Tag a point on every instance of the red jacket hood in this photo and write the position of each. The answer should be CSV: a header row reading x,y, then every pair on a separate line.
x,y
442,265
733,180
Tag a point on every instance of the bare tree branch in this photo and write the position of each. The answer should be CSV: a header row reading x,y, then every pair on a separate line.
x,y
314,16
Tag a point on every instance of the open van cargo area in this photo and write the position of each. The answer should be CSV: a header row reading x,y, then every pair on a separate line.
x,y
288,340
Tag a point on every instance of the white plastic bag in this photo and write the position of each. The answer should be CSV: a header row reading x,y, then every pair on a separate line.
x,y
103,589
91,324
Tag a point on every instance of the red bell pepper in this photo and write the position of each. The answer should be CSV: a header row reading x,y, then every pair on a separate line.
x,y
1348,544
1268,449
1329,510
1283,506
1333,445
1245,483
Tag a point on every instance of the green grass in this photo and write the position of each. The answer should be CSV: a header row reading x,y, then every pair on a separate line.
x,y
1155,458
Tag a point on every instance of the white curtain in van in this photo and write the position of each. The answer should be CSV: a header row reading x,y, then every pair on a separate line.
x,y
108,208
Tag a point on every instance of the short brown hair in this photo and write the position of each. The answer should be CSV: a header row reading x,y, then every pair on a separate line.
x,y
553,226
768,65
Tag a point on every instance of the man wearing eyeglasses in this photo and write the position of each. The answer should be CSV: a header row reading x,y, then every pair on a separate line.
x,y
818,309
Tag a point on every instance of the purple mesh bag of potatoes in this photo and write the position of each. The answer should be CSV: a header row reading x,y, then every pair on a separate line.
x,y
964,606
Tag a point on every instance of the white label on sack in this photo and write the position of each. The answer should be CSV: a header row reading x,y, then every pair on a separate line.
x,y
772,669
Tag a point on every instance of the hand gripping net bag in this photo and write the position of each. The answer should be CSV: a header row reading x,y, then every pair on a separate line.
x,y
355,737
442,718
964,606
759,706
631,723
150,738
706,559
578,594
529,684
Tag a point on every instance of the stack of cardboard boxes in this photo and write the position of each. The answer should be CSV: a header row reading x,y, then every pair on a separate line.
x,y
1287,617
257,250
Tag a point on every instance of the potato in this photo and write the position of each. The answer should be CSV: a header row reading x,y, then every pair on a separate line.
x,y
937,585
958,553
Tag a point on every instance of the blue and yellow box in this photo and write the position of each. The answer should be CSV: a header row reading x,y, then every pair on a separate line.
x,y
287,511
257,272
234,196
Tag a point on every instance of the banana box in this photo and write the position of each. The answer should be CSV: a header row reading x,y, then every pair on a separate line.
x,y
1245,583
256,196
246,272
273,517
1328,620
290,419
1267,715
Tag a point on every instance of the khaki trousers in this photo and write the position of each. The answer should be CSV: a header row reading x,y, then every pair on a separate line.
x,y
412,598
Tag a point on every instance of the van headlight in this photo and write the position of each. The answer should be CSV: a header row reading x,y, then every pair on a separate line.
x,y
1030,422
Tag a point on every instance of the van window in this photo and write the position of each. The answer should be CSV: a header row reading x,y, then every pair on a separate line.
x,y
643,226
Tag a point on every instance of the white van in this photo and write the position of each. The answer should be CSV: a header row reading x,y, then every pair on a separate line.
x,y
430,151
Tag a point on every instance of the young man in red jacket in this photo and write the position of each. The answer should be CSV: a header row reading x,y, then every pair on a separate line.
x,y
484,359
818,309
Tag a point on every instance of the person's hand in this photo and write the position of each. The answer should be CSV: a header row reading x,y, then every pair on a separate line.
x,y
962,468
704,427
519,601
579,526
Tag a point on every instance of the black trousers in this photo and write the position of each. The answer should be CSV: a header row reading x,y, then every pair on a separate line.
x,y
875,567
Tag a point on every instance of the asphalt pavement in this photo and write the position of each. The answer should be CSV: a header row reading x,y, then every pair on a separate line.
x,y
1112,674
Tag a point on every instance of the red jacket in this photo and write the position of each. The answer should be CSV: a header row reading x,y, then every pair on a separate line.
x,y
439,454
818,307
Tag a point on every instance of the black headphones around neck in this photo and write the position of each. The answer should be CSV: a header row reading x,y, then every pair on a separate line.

* [What you should do]:
Give the records above again, word for word.

* [Response for this exercise]:
Tag a point on every instance of the red jacket hood in this photo and write the position of each. The answer should be CSV: a header row reading x,y, then every pair on a separate line.
x,y
442,265
733,180
Tag a point on every instance of the bare tree branch in this photo and write the position of each. The answer should be CSV: a header row reading x,y, then every pair on a separate line.
x,y
314,16
Tag a point on every instance of the open van cargo area in this photo and write the position of each. The answer should be CSV: a header row reading x,y, then every pair on a separate line.
x,y
288,340
Tag a point on every instance of the white plastic bag in this photo and write the position of each. The answer should be CSV: a header row reading x,y, then every pair on a separate line.
x,y
103,589
91,324
Tag a point on every instance of the red bell pepper in this photo and write the position of each. The answer should be CSV: a header row reading x,y, then every pair on a separate line.
x,y
1348,544
1268,449
1329,510
1283,506
1333,445
1245,483
Tag a point on every instance of the green grass in this photo and write the position of each. The answer should be CSV: a header row reading x,y, then every pair on a separate line.
x,y
1155,458
Tag a point on every instance of the white curtain in van in this photo and write the position of each. The answer should be CSV: a header row reading x,y, then every pair on a separate line.
x,y
108,208
Tag a point on every instance of the short brown hair in this photo and write the position of each. The answer should be CSV: a header row reading x,y, then every pair on a separate line.
x,y
553,226
768,65
Tag a point on every instance of the man wearing eyeglasses in this photo and write the position of each. The answer should be CSV: a header row reading x,y, then every pair on a separate line.
x,y
818,309
Tag a point on every instance of the purple mesh bag of potatoes in this photo and write the position of each. The answer should be CSV: a header row reading x,y, then every pair on a separate line.
x,y
964,606
Tag a point on every instance of the white label on sack in this photo and write the position of each. The answer should be CSV: a header row reading x,y, then every pair on a separate line.
x,y
772,669
Tag a point on every instance of the hand gripping net bag in this photo and write the position of each. The answer should be CSV: a header row reading x,y, then every pair on a separate line.
x,y
355,737
442,718
964,606
759,706
631,723
150,738
706,559
578,594
529,684
Tag a point on every instance of the stack of cardboard boxes in this photo and write the position of each. The answer should be CSV: a header row reading x,y, then every pair on a separate line.
x,y
1287,617
257,250
Tag a point on every instance of the potato in this photo and write the position of each. The answer should be CSV: a header row reading x,y, then every pair on a separate line.
x,y
937,585
958,553
Tag a point on every instance of the blue and yellow box in this photo and write the position of each. The answer should be CSV: a header row reading x,y, then every pair on a separate line.
x,y
287,511
257,272
234,196
Tag a point on every instance of the banana box in this photo and write the position of each. The answer should be CSV: a header row reading x,y, then every pair on a separate line.
x,y
1245,583
256,196
246,272
273,517
1328,620
290,419
1267,715
Tag a point on every instance of the khaki trousers in this photo and write the position of each. The answer should be CSV: a header row reading x,y, then every pair on a separate line.
x,y
412,598
Tag a point on every instance of the van headlight in this photo and write the position of each. The answer should be CSV: a header row reading x,y, then every pair on a separate line.
x,y
1030,422
Tag a point on every instance of the van window in this photo and write the position of each. The answer should be CSV: a header row reading x,y, then every pair on a separate line.
x,y
643,226
Tag a point on every instance of the white van in this photo and write the position of each. The answer should be CSV: a header row reading x,y, then every pair on a separate line.
x,y
430,151
Tag a point on every instance of the young man in red jacket in this photo and write the position of each. The answer should be CSV: a header row reading x,y, then every pair on a separate line.
x,y
484,359
818,309
Tag a point on every instance of the person's hand in this photo and write the position of each. The answer should be CSV: a header row reading x,y, then every pair on a separate line.
x,y
962,468
704,427
519,601
579,526
Tag a point on every instance of the black trousers in this photo and write the position of each. The answer should be CSV: a header row reading x,y, then every pair on a separate line.
x,y
875,567
Tag a point on every instance of the asphalt pavement in this photo and write the position of each. The answer should be CSV: a header row reading x,y, then every pair on a separate line.
x,y
1112,674
Tag a point on every instance of the red jacket in this photo and write the position of each. The answer should be CSV: a header row reading x,y, then every pair on a separate line.
x,y
439,454
818,307
Tag a point on every instance of the black headphones around neck in this photo and write the position of each. The answer should be CSV: a header row reading x,y, then every pair on a separate line.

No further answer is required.